— Requirements —
**a)** In the passage on scientific imagery, reproduce the text verbatim, beginning at the words "In the past" and stopping after the words "disagree with her.".
**b)** List each line of the verse that opens the passage on scientific imagery.

— Reading passage —
----

Twinkle, twinkle, little star
How I wonder what you are
Up above the world so high
Like a diamond in the sky

This wistful ditty epitomises our persistent thirst to know the real truths of our universe and beyond - to go behind the appearance and find their essence. To do this, we need help from the sciences. However, we can stop wondering somewhat, as we have learnt a great deal since the Renaissance, when optical lenses were invented and fitted in the early telescopes, which were used mostly for observations on land and sea until Galileo Galilei, a Professor of Mathematics at the University of Padua and, also, an instrument maker, constructed a more advanced telescope and directed it to the skies. In March 1610 he published a 24 page pamphlet called The Starry Messenger (Siderius Nuncius) which landed like a bombshell on the learned world. His achievement is best described tersely in his own words, extracted from this pamphlet: “At length, by sparing neither labour nor expense, I succeeded in constructing for myself an instrument so superior that objects seen through it appear magnified nearly a thousand times, and more than thirty times nearer than if viewed by the natural powers of sight alone”.

Snail’s teeth,
Natural History Museum

In the past four hundred years since Galileo, science has provided us with infinitely more sophisticated tools to assist our eyes through which the richest and most varied impressions reach the mind through the brain. There are many other ways of discovering the hidden world other than optical microscopes and telescopes. The entire known panoply of instruments has been used to produce the three hundred stunning images in this magnificent collection, which has been selected by Amanda Renshaw of Phaidon Press, who readily admitted that seeing them changed her understanding of things. No one who sees these images in this book can honestly disagree with her.

----

Named-object pointing data:
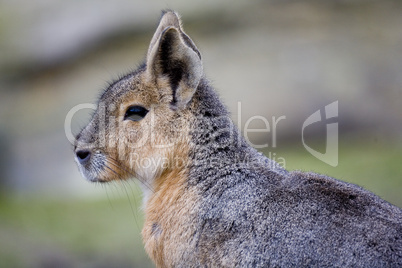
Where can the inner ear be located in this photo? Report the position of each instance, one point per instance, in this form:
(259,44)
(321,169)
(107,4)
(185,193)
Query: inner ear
(171,64)
(174,56)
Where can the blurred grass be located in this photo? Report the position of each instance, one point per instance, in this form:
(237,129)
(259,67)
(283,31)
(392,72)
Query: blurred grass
(105,232)
(42,232)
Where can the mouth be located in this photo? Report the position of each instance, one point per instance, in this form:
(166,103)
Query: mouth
(97,169)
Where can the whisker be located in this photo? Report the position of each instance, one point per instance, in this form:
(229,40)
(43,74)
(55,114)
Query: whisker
(136,175)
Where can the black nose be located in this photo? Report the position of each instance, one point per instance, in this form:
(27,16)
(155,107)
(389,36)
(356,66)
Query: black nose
(83,156)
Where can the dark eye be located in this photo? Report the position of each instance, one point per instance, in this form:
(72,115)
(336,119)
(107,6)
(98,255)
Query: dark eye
(135,113)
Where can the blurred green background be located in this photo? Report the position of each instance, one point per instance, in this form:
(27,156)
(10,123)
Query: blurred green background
(277,58)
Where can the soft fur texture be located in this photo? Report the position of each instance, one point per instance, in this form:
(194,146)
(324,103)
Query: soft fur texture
(211,199)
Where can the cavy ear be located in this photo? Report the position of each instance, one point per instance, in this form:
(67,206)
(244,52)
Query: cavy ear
(173,55)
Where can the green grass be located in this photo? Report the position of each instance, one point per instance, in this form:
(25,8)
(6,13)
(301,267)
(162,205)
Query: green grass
(37,232)
(105,232)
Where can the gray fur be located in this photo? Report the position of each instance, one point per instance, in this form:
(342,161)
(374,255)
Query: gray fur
(255,214)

----

— List of solutions —
**a)**
In the past four hundred years since Galileo, science has provided us with infinitely more sophisticated tools to assist our eyes through which the richest and most varied impressions reach the mind through the brain. There are many other ways of discovering the hidden world other than optical microscopes and telescopes. The entire known panoply of instruments has been used to produce the three hundred stunning images in this magnificent collection, which has been selected by Amanda Renshaw of Phaidon Press, who readily admitted that seeing them changed her understanding of things. No one who sees these images in this book can honestly disagree with her.

**b)**
Twinkle, twinkle, little star
How I wonder what you are
Up above the world so high
Like a diamond in the sky